One of the perils of confessional theatre is that you may end up paying to witness someone airing their dirty laundry. When a play is overtly based on the writer’s real-life experiences, are we in for a dose of gratuitous navel-gazing or some real insight? In the case of Pentimento, this is not a major concern. This one-woman show explores something all of us must face at some point in our life: the death of a parent. Writer and actress Denise Stephenson does so with skill and a surprising amount of humour, despite the bulk of the story taking place on her mother’s deathbed. But odd as it may sound for such a personal show, Pentimento could have done with less of Stephenson’s perspective, giving the audience more freedom to develop their own reactions.
Her insightful performance is the heart of the show
Stephenson’s mother Roisin was a lively sort, born in Tipperary in the 1920s. She lived through the War and raised three children but, by the time we meet her, she’s hospitalised and failing fast. After a brief introduction to the audience, Stephenson smoothly transitions into an embodiment of her own mother, impersonating her increasingly nervous old-lady mannerisms as she chats with visiting family members.

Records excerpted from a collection
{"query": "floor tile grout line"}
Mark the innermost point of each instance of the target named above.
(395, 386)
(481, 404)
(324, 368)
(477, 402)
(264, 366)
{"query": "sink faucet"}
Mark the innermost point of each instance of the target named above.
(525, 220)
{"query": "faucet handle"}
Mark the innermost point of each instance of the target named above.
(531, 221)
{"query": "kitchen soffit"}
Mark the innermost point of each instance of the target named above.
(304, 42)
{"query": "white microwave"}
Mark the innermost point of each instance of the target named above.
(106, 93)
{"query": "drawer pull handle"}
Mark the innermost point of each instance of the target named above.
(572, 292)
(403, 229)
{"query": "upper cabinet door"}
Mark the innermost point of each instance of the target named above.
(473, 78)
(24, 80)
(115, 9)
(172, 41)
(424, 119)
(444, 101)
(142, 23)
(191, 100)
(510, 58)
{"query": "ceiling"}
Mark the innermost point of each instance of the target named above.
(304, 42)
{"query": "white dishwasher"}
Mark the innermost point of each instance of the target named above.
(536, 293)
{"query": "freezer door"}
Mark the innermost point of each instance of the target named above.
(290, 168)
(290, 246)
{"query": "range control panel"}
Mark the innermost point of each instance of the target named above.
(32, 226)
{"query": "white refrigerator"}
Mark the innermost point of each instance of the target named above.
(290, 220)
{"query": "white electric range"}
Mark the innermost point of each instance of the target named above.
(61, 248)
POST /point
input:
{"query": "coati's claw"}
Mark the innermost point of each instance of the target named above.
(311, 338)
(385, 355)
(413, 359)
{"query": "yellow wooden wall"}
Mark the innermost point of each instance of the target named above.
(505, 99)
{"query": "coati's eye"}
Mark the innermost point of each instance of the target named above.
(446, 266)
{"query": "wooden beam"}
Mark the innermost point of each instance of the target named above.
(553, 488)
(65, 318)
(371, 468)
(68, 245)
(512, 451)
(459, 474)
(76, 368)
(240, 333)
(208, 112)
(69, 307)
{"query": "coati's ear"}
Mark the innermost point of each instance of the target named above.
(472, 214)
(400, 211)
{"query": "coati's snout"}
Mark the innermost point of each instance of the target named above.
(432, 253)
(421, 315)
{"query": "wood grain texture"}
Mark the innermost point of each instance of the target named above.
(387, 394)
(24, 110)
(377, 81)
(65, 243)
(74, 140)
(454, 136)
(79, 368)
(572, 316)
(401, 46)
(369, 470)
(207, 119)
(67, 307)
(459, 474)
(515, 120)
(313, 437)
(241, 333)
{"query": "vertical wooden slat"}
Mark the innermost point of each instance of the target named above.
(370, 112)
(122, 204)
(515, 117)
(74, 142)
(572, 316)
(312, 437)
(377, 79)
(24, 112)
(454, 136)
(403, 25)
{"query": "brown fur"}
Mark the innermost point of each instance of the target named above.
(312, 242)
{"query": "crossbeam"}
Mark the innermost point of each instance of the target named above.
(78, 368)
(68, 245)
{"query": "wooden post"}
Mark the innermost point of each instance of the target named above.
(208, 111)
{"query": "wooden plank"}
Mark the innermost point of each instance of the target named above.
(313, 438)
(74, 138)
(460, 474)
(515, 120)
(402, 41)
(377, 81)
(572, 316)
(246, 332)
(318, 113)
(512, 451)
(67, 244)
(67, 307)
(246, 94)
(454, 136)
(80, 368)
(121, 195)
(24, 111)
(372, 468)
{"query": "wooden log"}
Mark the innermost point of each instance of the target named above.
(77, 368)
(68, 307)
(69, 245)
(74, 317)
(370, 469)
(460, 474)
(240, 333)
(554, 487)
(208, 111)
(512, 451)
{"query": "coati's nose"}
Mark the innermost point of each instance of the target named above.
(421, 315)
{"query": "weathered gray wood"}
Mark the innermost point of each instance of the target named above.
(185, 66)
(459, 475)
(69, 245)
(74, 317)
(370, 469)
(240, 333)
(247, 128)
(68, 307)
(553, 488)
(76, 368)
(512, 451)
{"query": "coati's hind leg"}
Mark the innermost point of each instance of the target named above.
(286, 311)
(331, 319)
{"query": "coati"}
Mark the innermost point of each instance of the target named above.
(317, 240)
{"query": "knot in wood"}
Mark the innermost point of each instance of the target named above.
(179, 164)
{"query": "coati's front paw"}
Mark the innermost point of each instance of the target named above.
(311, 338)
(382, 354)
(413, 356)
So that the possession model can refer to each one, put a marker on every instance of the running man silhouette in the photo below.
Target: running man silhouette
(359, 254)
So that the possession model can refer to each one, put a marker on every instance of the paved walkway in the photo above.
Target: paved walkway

**Actions to take**
#1 According to the Pentimento review, where and when was Stephenson's mother Roisin born?
#2 Repeat everything in the Pentimento review from "One of the perils" down to "their own reactions.".
#3 Go on with the Pentimento review from the point where it stops.

**Results for each task**
#1 She was born in Tipperary in the 1920s.

#2
One of the perils of confessional theatre is that you may end up paying to witness someone airing their dirty laundry. When a play is overtly based on the writer’s real-life experiences, are we in for a dose of gratuitous navel-gazing or some real insight? In the case of Pentimento, this is not a major concern. This one-woman show explores something all of us must face at some point in our life: the death of a parent. Writer and actress Denise Stephenson does so with skill and a surprising amount of humour, despite the bulk of the story taking place on her mother’s deathbed. But odd as it may sound for such a personal show, Pentimento could have done with less of Stephenson’s perspective, giving the audience more freedom to develop their own reactions.

#3
But while Stephenson’s performance feels authentic, the goal of Pentimento isn’t entirely clear. Bookending Stephenson’s in-character performance as Roisin, we get to hear a pair of opening and closing monologues from Denise’s own perspective. In this context, it’s easy to stop thinking of this as a play, and start thinking of it as a kind of therapy for its creator. Who is being served here, the audience or the performer?
Luckily, Pentimento is far from an untrammelled flow of emotions. It may be a very personal story, but the subject matter is universal. Roisin’s presence is warm and grandmotherly, a cheeky old lady who winks at strapping young hospital nurses from her deathbed. In portraying this fictionalised version of her mother, Stephenson goes from fragile, frightened old woman to flirtatious 1940s nurse at the flick of a switch, inhabiting the strange mood swings of dementia with poise.
The main issue is Stephenson’s desire to break the fourth wall and tell us her own view of her mother’s life. Her insightful performance is the heart of the show, so Pentimento might have done better to avoid explaining itself to its audience.